# Text:
Start of Block

The Ghana Education Service (GES) in the Upper West Region has commenced a programme to get children of school going age back in school after the long Coronavirus (CODVID1-19) break.
Dubbed “Back to School”, the programme, which is being implemented with about 330 officers who have been deployed to the 11 municipal and district assemblies across the region, would be used to sensitise parents on the need to ensure the children were sent back to school.
The Regional Director for Education, Mr Razak Abdul-Korah, who made this known in an interview with the Ghanaian Times on Monday in Wa, on measures taken to get every student back in school, indicated that to ensure the success of the programme, each assembly had been served with 30 of the officers.
As a result of the long break, some of the pupils and students were put under apprenticeship to learn skills such as weaving, sewing, and welding, whereas others had gained employment at drinking spots and eating places and were earning income for the house.
The fear of not allowing these children go back to school as a result of the economic activities they were engaged in, according to the Regional Director, informed the decision of the GES to introduce the programme in all regions across the country.
“When the second years at the junior high and senior high schools were asked to go back to school, for instance, we realised that a number of them did not report to school and majority of them were females and so we want to stop this trend with this programme,” he said.
Mr Abdul-Korah said the officers would make use of the various radio stations and community centres within the respective assemblies to sensitise parents to the need to ensure that their children were sent back to school.

End of Block

# Available data:

Start of Block

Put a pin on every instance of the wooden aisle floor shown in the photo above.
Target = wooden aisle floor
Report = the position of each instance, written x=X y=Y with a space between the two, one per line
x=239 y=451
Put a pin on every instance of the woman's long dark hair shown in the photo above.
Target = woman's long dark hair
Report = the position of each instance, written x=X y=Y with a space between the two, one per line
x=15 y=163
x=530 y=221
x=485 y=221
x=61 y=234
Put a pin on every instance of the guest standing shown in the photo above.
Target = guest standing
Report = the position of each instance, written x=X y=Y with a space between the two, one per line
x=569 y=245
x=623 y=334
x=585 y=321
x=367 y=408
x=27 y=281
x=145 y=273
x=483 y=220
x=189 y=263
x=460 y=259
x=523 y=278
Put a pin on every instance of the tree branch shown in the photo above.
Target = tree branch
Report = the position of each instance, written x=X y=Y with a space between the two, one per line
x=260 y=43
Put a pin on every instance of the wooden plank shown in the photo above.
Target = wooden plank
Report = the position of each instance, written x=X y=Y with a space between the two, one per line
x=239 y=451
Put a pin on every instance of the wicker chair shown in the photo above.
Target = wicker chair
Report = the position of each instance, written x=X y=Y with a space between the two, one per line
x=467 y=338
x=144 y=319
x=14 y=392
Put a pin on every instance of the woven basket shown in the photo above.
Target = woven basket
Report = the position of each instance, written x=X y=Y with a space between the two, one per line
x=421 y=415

End of Block

# Required actions:
1 – Answer these questions about the news report on the Upper West Region's "Back to School" programme:
(a) About how many officers were deployed to carry out the programme?
(b) What skills were some pupils and students learning as apprentices during the long break?
(c) Among the second years who did not report back to school, what were the majority?
2 – Write the next part of the news report on the Upper West Region's "Back to School" programme, starting after its final sentence.

# Answers for each item:
1 –
(a) About 330 officers.
(b) Weaving, sewing and welding.
(c) Females.

2 –
“We also will work through circuit supervisors of the GES to identify students who would absent themselves from school in the first week of reopening and get our officers to trace and get them back to school,” he said.
The director indicated that girls who were pregnant or had delivered in the course of the long break would be assigned counsellors who were a part of the 30-member team to psyche them up and get them to return to school after weaning the babies.
According to Mr Abdul-Korah, the GES was interested in ensuring that every child acquired basic education irrespective of the existence of the CODVID-19 pandemic and its attendant problems, adding that people who had received basic education were better positioned to learn craftsmanship than those who had not.
He added the officers of the “Back to School” programme had received national and regional training respectively, to undertake the task and were well resourced for the job, adding that with their diligence, he was hopeful that majority of school children would not have their basic school education truncated.